(A l 'extrême sud de Goa, proche du Karnakata, se trouve un endroit magique, une plage splendide,
Palolem Beach. Quand on arrive, c'est comme si l'on pénétrait dans une carte postale de rêve.
Des palmiers d'un vert vif, une multitude de huttes, reprenant toute la gamme des couleurs pastelles, violettes, jaunes, roses, bleues, se dressent comme elles peuvent sur le sable blanc, un paysage montagneux émeraude entoure cette plage arrondie, offrant un panorama impressionnant et des couchers de soleil à rendre tendre le plus sadique des bourreaux, elle est belle, elle est très très belle...
Les indiens vivant chez elle sont d'une gentillesse exquise, j' adore la manière qu'ils ont de balancer la tête latéralement avec souplesse pour acquiescer, ou tout simplement exprimer un remerciement, un échange agréable. Nous, quand nous bougeons la tête d' un coté vers l 'autre c'est avec sévérité, pour dire non, d'ailleurs je n'ai jamais autant dis non qu'en
Inde.
Si vous voulez vous reposer loin du tumulte et de la fête du nord de Goa, si vous voulez vous relaxer, passer un bon moment en amoureux et oublier le stress occidental,
Palolem est l' endroit idéal!)
J'ai quitté
Anjuna le 16 décembre car j' avais besoin de retrouver un peu de solitude et parce que le prix des chambres quadruplait avec l' arrivée des fêtes de fin d'année, comme Goa fut une colonie portugaise, le catholicisme y est encore très encré et les fidèles arrivent en masse pour fêter Noël.
J' ai partagé un taxi avec Alex, qui partait à l'aéroport, jusqu'à Panjim, la capitale.
Je pensais y rester une nuit pour prendre le temps de trouver un ukulélé, ma guitare commençant à me manquer terriblement, mais une fois arrivé à la station de bus, j'ai très vite compris que je ne resterai pas dormir ici, je n'aime pas trop les villes en
Inde, elles sont un peu trop sales à mon goût mais je me suis quand même mis en tête de trouver le magasin de musique de Pedro Fernandes que j' avais repéré sur le net.
Une heure plus tard j'étais en train de faire la queue pour prendre un ticket de bus pour
Margao, mon nouveau jouet à la main, un ukulélé bleu Takamin.
****************************************
À faire:
**A)** Donnez, s'il vous plaît, toutes les couleurs nommées pour les huttes dans le texte sur Palolem Beach.
**B)** Recopiez le passage du texte sur Palolem Beach situé entre « J' ai partagé » et « ukulélé bleu Takamin. », ces deux bornes comprises.
****************************************
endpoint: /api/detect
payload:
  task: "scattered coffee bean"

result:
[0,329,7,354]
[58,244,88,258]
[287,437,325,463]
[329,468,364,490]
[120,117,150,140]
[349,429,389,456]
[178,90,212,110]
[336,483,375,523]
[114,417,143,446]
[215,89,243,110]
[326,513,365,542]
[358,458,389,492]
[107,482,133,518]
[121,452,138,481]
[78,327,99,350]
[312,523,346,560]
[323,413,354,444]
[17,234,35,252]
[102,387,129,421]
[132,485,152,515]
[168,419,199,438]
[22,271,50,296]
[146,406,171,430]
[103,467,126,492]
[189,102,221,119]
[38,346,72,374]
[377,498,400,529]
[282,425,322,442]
****************************************
Résultats:
**A)** violettes, jaunes, roses, bleues

**B)**
J' ai partagé un taxi avec Alex, qui partait à l'aéroport, jusqu'à Panjim, la capitale.
Je pensais y rester une nuit pour prendre le temps de trouver un ukulélé, ma guitare commençant à me manquer terriblement, mais une fois arrivé à la station de bus, j'ai très vite compris que je ne resterai pas dormir ici, je n'aime pas trop les villes en
Inde, elles sont un peu trop sales à mon goût mais je me suis quand même mis en tête de trouver le magasin de musique de Pedro Fernandes que j' avais repéré sur le net.
Une heure plus tard j'étais en train de faire la queue pour prendre un ticket de bus pour
Margao, mon nouveau jouet à la main, un ukulélé bleu Takamin.